### What the exercise asks
Pick out every line in the rows below that contains the word "wall", and copy each of those lines in full.

(Position identification records)
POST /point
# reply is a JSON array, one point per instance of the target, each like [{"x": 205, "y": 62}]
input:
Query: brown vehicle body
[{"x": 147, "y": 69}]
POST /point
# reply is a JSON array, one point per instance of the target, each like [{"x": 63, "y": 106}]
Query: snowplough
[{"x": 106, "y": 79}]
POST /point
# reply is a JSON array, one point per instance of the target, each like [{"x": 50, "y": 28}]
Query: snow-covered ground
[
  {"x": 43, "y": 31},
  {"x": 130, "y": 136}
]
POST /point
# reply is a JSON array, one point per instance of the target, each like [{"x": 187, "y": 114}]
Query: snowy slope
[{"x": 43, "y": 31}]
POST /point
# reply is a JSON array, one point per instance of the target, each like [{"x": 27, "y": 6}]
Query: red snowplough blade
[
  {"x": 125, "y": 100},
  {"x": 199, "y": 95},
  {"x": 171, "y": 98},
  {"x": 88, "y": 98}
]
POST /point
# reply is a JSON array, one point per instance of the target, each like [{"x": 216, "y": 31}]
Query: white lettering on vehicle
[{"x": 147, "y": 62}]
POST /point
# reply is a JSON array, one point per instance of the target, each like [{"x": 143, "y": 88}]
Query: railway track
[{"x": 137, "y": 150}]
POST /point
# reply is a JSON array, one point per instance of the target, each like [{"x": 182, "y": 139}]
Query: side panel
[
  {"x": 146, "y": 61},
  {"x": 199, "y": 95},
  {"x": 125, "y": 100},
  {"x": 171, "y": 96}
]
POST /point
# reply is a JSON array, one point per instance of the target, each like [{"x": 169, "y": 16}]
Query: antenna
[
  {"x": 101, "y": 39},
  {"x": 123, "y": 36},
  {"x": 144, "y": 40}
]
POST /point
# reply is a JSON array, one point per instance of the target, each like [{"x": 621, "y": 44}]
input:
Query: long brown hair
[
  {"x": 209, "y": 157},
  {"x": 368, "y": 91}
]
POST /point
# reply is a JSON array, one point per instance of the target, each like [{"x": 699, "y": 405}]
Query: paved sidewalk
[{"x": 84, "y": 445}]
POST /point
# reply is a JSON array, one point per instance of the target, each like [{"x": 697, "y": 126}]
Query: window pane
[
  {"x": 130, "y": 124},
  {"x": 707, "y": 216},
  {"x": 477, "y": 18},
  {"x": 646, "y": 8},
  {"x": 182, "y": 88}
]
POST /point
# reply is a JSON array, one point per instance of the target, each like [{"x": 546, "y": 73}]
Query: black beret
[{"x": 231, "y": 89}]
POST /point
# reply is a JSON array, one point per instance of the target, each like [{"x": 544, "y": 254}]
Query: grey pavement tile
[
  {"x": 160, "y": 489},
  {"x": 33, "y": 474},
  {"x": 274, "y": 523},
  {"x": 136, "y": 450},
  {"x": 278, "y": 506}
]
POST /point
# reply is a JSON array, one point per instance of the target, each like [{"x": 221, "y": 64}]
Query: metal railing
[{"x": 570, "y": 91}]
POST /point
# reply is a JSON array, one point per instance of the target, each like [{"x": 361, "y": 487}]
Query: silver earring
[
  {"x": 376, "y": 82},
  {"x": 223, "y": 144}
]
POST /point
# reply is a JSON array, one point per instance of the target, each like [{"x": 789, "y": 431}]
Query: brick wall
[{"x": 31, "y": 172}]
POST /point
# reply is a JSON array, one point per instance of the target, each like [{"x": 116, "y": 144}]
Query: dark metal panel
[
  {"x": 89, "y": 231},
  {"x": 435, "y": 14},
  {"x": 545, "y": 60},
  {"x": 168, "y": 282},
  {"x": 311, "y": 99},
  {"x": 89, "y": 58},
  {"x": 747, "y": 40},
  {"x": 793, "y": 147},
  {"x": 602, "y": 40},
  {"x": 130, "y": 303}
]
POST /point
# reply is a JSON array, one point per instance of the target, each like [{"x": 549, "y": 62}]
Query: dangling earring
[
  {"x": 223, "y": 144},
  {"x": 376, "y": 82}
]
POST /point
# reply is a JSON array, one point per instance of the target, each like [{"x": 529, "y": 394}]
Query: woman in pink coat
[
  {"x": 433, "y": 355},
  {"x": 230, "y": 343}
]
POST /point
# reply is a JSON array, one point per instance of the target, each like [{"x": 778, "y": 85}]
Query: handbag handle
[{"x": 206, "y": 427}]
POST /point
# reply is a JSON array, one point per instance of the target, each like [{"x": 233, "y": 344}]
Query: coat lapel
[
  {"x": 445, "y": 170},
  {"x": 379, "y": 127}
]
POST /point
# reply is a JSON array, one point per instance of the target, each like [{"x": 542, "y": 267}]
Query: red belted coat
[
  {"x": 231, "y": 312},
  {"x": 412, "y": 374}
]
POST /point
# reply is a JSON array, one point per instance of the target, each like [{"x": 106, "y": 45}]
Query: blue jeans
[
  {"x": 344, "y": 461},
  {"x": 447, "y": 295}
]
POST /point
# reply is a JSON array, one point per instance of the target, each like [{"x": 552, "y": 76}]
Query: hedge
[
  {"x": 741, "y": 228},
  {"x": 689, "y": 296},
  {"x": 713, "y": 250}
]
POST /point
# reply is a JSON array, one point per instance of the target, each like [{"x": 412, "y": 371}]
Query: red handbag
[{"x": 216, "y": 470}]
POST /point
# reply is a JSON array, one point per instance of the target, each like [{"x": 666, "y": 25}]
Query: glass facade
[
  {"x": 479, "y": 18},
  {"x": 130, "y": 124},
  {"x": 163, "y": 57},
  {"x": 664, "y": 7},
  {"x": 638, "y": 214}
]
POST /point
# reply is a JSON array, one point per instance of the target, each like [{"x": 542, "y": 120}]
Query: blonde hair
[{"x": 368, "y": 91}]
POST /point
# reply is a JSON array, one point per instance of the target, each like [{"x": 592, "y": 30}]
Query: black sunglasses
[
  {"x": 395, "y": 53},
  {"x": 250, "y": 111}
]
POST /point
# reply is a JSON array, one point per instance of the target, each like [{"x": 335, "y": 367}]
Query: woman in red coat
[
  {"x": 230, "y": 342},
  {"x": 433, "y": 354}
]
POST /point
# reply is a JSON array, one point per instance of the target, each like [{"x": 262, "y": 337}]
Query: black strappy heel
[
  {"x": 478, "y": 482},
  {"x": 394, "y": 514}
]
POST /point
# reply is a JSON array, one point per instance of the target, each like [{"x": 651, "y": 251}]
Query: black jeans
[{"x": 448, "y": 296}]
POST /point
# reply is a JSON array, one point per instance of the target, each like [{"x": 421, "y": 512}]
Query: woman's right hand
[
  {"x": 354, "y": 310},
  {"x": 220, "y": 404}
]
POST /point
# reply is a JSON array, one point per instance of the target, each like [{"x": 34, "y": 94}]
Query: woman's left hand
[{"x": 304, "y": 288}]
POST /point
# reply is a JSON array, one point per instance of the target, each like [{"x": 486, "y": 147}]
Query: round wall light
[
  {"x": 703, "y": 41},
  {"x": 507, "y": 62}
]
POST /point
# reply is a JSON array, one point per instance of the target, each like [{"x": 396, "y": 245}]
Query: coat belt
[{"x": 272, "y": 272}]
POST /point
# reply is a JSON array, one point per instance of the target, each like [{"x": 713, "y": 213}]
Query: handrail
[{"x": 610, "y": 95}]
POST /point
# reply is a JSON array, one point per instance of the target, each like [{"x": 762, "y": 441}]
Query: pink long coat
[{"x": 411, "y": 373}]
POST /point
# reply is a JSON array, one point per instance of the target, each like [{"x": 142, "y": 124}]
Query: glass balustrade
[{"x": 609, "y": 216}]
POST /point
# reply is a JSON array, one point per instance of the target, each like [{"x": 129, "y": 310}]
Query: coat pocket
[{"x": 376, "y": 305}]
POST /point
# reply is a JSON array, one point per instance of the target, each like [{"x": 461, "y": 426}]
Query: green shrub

### Response to this exercise
Query: brick wall
Query: round wall light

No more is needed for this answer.